Provided data:
________

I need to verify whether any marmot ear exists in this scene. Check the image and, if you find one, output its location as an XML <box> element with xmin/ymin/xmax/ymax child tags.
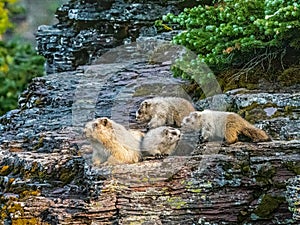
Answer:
<box><xmin>143</xmin><ymin>101</ymin><xmax>151</xmax><ymax>108</ymax></box>
<box><xmin>92</xmin><ymin>122</ymin><xmax>98</xmax><ymax>130</ymax></box>
<box><xmin>100</xmin><ymin>118</ymin><xmax>108</xmax><ymax>127</ymax></box>
<box><xmin>163</xmin><ymin>128</ymin><xmax>169</xmax><ymax>135</ymax></box>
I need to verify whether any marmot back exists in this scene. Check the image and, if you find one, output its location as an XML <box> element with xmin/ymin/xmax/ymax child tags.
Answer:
<box><xmin>136</xmin><ymin>97</ymin><xmax>195</xmax><ymax>129</ymax></box>
<box><xmin>84</xmin><ymin>117</ymin><xmax>142</xmax><ymax>165</ymax></box>
<box><xmin>141</xmin><ymin>126</ymin><xmax>181</xmax><ymax>156</ymax></box>
<box><xmin>182</xmin><ymin>110</ymin><xmax>270</xmax><ymax>144</ymax></box>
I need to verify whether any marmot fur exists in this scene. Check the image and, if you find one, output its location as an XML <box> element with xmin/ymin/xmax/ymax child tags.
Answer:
<box><xmin>136</xmin><ymin>97</ymin><xmax>195</xmax><ymax>129</ymax></box>
<box><xmin>84</xmin><ymin>117</ymin><xmax>143</xmax><ymax>165</ymax></box>
<box><xmin>182</xmin><ymin>110</ymin><xmax>270</xmax><ymax>144</ymax></box>
<box><xmin>141</xmin><ymin>126</ymin><xmax>181</xmax><ymax>156</ymax></box>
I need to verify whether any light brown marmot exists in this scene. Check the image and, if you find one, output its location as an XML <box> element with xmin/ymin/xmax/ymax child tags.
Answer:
<box><xmin>141</xmin><ymin>126</ymin><xmax>181</xmax><ymax>157</ymax></box>
<box><xmin>182</xmin><ymin>110</ymin><xmax>271</xmax><ymax>144</ymax></box>
<box><xmin>84</xmin><ymin>117</ymin><xmax>143</xmax><ymax>166</ymax></box>
<box><xmin>136</xmin><ymin>97</ymin><xmax>195</xmax><ymax>129</ymax></box>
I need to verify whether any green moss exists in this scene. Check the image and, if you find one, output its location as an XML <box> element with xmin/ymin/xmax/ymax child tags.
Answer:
<box><xmin>256</xmin><ymin>165</ymin><xmax>276</xmax><ymax>185</ymax></box>
<box><xmin>285</xmin><ymin>162</ymin><xmax>300</xmax><ymax>175</ymax></box>
<box><xmin>278</xmin><ymin>66</ymin><xmax>300</xmax><ymax>86</ymax></box>
<box><xmin>253</xmin><ymin>194</ymin><xmax>285</xmax><ymax>218</ymax></box>
<box><xmin>59</xmin><ymin>169</ymin><xmax>76</xmax><ymax>184</ymax></box>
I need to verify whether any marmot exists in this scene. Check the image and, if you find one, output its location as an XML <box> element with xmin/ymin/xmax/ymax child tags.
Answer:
<box><xmin>136</xmin><ymin>97</ymin><xmax>195</xmax><ymax>129</ymax></box>
<box><xmin>84</xmin><ymin>117</ymin><xmax>143</xmax><ymax>165</ymax></box>
<box><xmin>141</xmin><ymin>126</ymin><xmax>181</xmax><ymax>157</ymax></box>
<box><xmin>182</xmin><ymin>110</ymin><xmax>271</xmax><ymax>144</ymax></box>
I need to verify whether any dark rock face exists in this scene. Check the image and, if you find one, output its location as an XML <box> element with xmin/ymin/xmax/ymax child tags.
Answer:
<box><xmin>36</xmin><ymin>0</ymin><xmax>200</xmax><ymax>73</ymax></box>
<box><xmin>0</xmin><ymin>51</ymin><xmax>300</xmax><ymax>224</ymax></box>
<box><xmin>0</xmin><ymin>0</ymin><xmax>300</xmax><ymax>224</ymax></box>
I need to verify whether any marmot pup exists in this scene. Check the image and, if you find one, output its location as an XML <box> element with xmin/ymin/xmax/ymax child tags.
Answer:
<box><xmin>84</xmin><ymin>117</ymin><xmax>142</xmax><ymax>165</ymax></box>
<box><xmin>136</xmin><ymin>97</ymin><xmax>195</xmax><ymax>129</ymax></box>
<box><xmin>141</xmin><ymin>126</ymin><xmax>181</xmax><ymax>157</ymax></box>
<box><xmin>182</xmin><ymin>110</ymin><xmax>271</xmax><ymax>144</ymax></box>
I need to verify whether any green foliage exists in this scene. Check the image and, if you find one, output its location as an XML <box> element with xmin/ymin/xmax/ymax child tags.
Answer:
<box><xmin>163</xmin><ymin>0</ymin><xmax>300</xmax><ymax>80</ymax></box>
<box><xmin>0</xmin><ymin>0</ymin><xmax>44</xmax><ymax>115</ymax></box>
<box><xmin>0</xmin><ymin>0</ymin><xmax>16</xmax><ymax>34</ymax></box>
<box><xmin>0</xmin><ymin>41</ymin><xmax>44</xmax><ymax>115</ymax></box>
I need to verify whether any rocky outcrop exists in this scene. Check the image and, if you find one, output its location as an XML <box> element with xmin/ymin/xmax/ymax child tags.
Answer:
<box><xmin>0</xmin><ymin>0</ymin><xmax>300</xmax><ymax>224</ymax></box>
<box><xmin>0</xmin><ymin>45</ymin><xmax>300</xmax><ymax>224</ymax></box>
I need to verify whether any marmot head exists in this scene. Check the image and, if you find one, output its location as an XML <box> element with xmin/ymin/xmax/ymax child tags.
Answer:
<box><xmin>181</xmin><ymin>111</ymin><xmax>202</xmax><ymax>131</ymax></box>
<box><xmin>162</xmin><ymin>127</ymin><xmax>181</xmax><ymax>145</ymax></box>
<box><xmin>136</xmin><ymin>100</ymin><xmax>153</xmax><ymax>122</ymax></box>
<box><xmin>83</xmin><ymin>117</ymin><xmax>113</xmax><ymax>140</ymax></box>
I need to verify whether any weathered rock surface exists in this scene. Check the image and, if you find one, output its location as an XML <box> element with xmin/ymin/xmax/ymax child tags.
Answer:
<box><xmin>36</xmin><ymin>0</ymin><xmax>203</xmax><ymax>73</ymax></box>
<box><xmin>0</xmin><ymin>0</ymin><xmax>300</xmax><ymax>225</ymax></box>
<box><xmin>0</xmin><ymin>46</ymin><xmax>300</xmax><ymax>224</ymax></box>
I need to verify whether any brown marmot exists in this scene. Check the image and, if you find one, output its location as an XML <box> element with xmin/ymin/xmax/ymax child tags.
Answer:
<box><xmin>141</xmin><ymin>126</ymin><xmax>181</xmax><ymax>157</ymax></box>
<box><xmin>84</xmin><ymin>117</ymin><xmax>143</xmax><ymax>166</ymax></box>
<box><xmin>136</xmin><ymin>97</ymin><xmax>195</xmax><ymax>129</ymax></box>
<box><xmin>182</xmin><ymin>110</ymin><xmax>271</xmax><ymax>144</ymax></box>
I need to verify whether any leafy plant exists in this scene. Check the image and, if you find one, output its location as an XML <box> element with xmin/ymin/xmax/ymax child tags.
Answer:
<box><xmin>0</xmin><ymin>0</ymin><xmax>44</xmax><ymax>115</ymax></box>
<box><xmin>161</xmin><ymin>0</ymin><xmax>300</xmax><ymax>82</ymax></box>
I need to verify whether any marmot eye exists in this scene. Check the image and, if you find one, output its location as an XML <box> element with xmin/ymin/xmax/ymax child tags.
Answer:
<box><xmin>92</xmin><ymin>123</ymin><xmax>98</xmax><ymax>129</ymax></box>
<box><xmin>101</xmin><ymin>118</ymin><xmax>108</xmax><ymax>127</ymax></box>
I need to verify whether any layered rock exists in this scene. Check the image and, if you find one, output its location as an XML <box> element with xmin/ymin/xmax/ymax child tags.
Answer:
<box><xmin>0</xmin><ymin>49</ymin><xmax>300</xmax><ymax>224</ymax></box>
<box><xmin>36</xmin><ymin>0</ymin><xmax>200</xmax><ymax>73</ymax></box>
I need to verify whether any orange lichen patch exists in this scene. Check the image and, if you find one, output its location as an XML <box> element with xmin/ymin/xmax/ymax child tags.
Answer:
<box><xmin>0</xmin><ymin>165</ymin><xmax>10</xmax><ymax>176</ymax></box>
<box><xmin>20</xmin><ymin>190</ymin><xmax>41</xmax><ymax>197</ymax></box>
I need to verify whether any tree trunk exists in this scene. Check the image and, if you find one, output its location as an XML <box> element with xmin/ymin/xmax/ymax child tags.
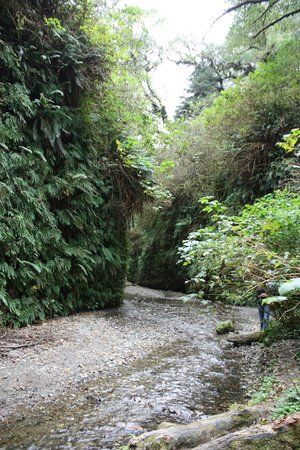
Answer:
<box><xmin>226</xmin><ymin>331</ymin><xmax>264</xmax><ymax>345</ymax></box>
<box><xmin>129</xmin><ymin>407</ymin><xmax>265</xmax><ymax>450</ymax></box>
<box><xmin>194</xmin><ymin>415</ymin><xmax>300</xmax><ymax>450</ymax></box>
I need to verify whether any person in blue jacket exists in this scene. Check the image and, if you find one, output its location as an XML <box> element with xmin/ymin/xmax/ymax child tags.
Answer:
<box><xmin>255</xmin><ymin>288</ymin><xmax>270</xmax><ymax>331</ymax></box>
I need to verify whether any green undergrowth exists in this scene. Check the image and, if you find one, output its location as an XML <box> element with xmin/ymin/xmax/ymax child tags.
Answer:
<box><xmin>0</xmin><ymin>0</ymin><xmax>157</xmax><ymax>326</ymax></box>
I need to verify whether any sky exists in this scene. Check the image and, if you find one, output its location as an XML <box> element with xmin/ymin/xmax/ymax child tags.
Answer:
<box><xmin>122</xmin><ymin>0</ymin><xmax>232</xmax><ymax>117</ymax></box>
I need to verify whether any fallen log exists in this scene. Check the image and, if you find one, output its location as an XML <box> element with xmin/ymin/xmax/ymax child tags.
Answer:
<box><xmin>129</xmin><ymin>407</ymin><xmax>265</xmax><ymax>450</ymax></box>
<box><xmin>194</xmin><ymin>415</ymin><xmax>300</xmax><ymax>450</ymax></box>
<box><xmin>226</xmin><ymin>331</ymin><xmax>264</xmax><ymax>345</ymax></box>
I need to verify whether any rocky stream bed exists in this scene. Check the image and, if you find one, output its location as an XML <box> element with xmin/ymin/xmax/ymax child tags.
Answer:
<box><xmin>0</xmin><ymin>286</ymin><xmax>298</xmax><ymax>450</ymax></box>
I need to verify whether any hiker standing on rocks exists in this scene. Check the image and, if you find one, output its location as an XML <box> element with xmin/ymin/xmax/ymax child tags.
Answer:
<box><xmin>255</xmin><ymin>288</ymin><xmax>270</xmax><ymax>331</ymax></box>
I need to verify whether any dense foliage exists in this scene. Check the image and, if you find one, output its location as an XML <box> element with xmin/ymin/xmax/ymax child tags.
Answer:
<box><xmin>180</xmin><ymin>192</ymin><xmax>300</xmax><ymax>303</ymax></box>
<box><xmin>133</xmin><ymin>0</ymin><xmax>300</xmax><ymax>324</ymax></box>
<box><xmin>0</xmin><ymin>0</ymin><xmax>159</xmax><ymax>326</ymax></box>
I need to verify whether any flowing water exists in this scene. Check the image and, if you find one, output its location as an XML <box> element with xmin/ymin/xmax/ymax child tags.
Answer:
<box><xmin>0</xmin><ymin>300</ymin><xmax>258</xmax><ymax>450</ymax></box>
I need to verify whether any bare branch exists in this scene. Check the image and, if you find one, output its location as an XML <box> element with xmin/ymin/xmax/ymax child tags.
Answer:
<box><xmin>251</xmin><ymin>8</ymin><xmax>300</xmax><ymax>39</ymax></box>
<box><xmin>211</xmin><ymin>0</ymin><xmax>269</xmax><ymax>27</ymax></box>
<box><xmin>251</xmin><ymin>0</ymin><xmax>280</xmax><ymax>25</ymax></box>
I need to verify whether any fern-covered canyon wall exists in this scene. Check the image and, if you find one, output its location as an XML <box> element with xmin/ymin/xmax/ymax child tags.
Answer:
<box><xmin>0</xmin><ymin>0</ymin><xmax>155</xmax><ymax>326</ymax></box>
<box><xmin>132</xmin><ymin>0</ymin><xmax>300</xmax><ymax>314</ymax></box>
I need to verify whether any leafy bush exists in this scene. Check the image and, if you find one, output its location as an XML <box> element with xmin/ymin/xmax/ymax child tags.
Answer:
<box><xmin>180</xmin><ymin>191</ymin><xmax>300</xmax><ymax>303</ymax></box>
<box><xmin>271</xmin><ymin>383</ymin><xmax>300</xmax><ymax>420</ymax></box>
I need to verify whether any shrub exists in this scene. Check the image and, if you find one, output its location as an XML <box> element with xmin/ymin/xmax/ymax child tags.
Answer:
<box><xmin>180</xmin><ymin>191</ymin><xmax>300</xmax><ymax>303</ymax></box>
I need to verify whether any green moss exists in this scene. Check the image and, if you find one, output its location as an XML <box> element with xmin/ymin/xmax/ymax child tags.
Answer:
<box><xmin>216</xmin><ymin>320</ymin><xmax>234</xmax><ymax>334</ymax></box>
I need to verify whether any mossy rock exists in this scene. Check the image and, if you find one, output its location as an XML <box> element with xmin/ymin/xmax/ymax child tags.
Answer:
<box><xmin>216</xmin><ymin>320</ymin><xmax>234</xmax><ymax>334</ymax></box>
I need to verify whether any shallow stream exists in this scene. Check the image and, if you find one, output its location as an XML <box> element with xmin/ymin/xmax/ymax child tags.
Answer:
<box><xmin>0</xmin><ymin>300</ymin><xmax>253</xmax><ymax>450</ymax></box>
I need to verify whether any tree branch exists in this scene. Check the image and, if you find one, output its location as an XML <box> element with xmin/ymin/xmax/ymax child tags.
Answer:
<box><xmin>251</xmin><ymin>8</ymin><xmax>300</xmax><ymax>39</ymax></box>
<box><xmin>211</xmin><ymin>0</ymin><xmax>269</xmax><ymax>27</ymax></box>
<box><xmin>251</xmin><ymin>0</ymin><xmax>280</xmax><ymax>25</ymax></box>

________

Set exercise:
Pull out each line of the rows above that contains the word "branch", and copy it in full.

Task response:
I need to verify whether any bare branch exists in this scene. Check the image and, if you find one, output its location as an XML <box> element with xmin/ymin/xmax/ymax child tags.
I need to verify whether any tree branch exists in this scene. Check the image and, if you find one, output its location as an XML <box> element with xmin/ymin/xmax/ymax child tags.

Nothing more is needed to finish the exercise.